• _THE PROBLEM_
Please copy every line of the records below word for word, with no changes.
* START MATERIAL *
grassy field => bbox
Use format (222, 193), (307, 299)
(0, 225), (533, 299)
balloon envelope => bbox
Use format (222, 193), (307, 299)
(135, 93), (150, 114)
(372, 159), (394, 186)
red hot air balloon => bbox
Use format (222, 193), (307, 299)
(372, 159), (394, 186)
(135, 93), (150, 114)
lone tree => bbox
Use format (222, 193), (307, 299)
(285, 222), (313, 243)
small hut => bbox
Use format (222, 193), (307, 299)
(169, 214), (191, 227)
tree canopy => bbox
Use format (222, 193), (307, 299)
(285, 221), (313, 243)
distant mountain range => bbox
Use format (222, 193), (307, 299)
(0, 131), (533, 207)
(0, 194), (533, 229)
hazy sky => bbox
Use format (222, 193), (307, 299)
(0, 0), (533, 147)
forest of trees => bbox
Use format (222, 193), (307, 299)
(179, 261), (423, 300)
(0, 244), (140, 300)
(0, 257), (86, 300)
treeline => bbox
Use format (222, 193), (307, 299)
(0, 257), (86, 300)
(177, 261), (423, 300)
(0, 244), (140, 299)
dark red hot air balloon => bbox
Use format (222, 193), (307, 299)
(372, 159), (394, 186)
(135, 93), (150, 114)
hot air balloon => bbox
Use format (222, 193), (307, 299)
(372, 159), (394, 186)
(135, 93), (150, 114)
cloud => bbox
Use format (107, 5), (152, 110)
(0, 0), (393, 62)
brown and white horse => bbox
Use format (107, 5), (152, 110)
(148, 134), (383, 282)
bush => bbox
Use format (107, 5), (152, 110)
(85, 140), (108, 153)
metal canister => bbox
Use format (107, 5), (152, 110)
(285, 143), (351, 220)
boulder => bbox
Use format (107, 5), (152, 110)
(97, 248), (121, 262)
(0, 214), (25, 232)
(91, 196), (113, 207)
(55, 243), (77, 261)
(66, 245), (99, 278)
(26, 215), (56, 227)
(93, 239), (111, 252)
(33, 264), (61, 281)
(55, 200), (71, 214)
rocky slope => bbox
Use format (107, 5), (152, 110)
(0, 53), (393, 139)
* END MATERIAL *
• _THE OUTPUT_
grassy field => bbox
Use format (222, 193), (307, 299)
(0, 225), (533, 299)
balloon envelope => bbox
Use format (222, 193), (307, 299)
(135, 93), (150, 114)
(372, 159), (394, 186)
red hot air balloon => bbox
Use format (222, 193), (307, 299)
(372, 159), (394, 186)
(135, 93), (150, 114)
lone tree => bbox
Use format (222, 193), (307, 299)
(285, 222), (313, 243)
small hut => bbox
Use format (222, 193), (307, 299)
(169, 214), (191, 227)
tree canopy => bbox
Use format (222, 193), (307, 299)
(285, 221), (313, 243)
distant mountain range => bbox
Use format (222, 193), (307, 299)
(0, 131), (533, 207)
(0, 194), (533, 229)
hazy sky => bbox
Use format (222, 193), (307, 299)
(0, 0), (533, 147)
forest of trees => bbox
Use format (222, 193), (307, 299)
(179, 261), (423, 300)
(0, 244), (140, 300)
(0, 257), (86, 300)
treeline => bbox
Use format (222, 193), (307, 299)
(0, 257), (86, 300)
(177, 261), (423, 300)
(0, 244), (140, 299)
dark red hot air balloon => bbox
Use format (222, 193), (307, 299)
(372, 159), (394, 186)
(135, 93), (150, 114)
hot air balloon => bbox
Use format (222, 193), (307, 299)
(372, 159), (394, 186)
(135, 93), (150, 114)
cloud => bbox
Use format (107, 5), (152, 110)
(0, 0), (393, 62)
brown and white horse => bbox
Use format (107, 5), (152, 110)
(148, 134), (383, 282)
bush => bbox
Use format (107, 5), (152, 110)
(85, 140), (108, 153)
metal canister => bbox
Use format (107, 5), (152, 110)
(285, 143), (351, 220)
boulder => bbox
Use format (107, 5), (152, 110)
(97, 248), (121, 262)
(0, 214), (25, 232)
(91, 196), (113, 207)
(55, 243), (77, 261)
(66, 245), (99, 278)
(26, 215), (56, 227)
(93, 239), (111, 252)
(33, 264), (61, 281)
(55, 200), (71, 214)
rocky slope => bbox
Use format (107, 5), (152, 110)
(0, 53), (393, 139)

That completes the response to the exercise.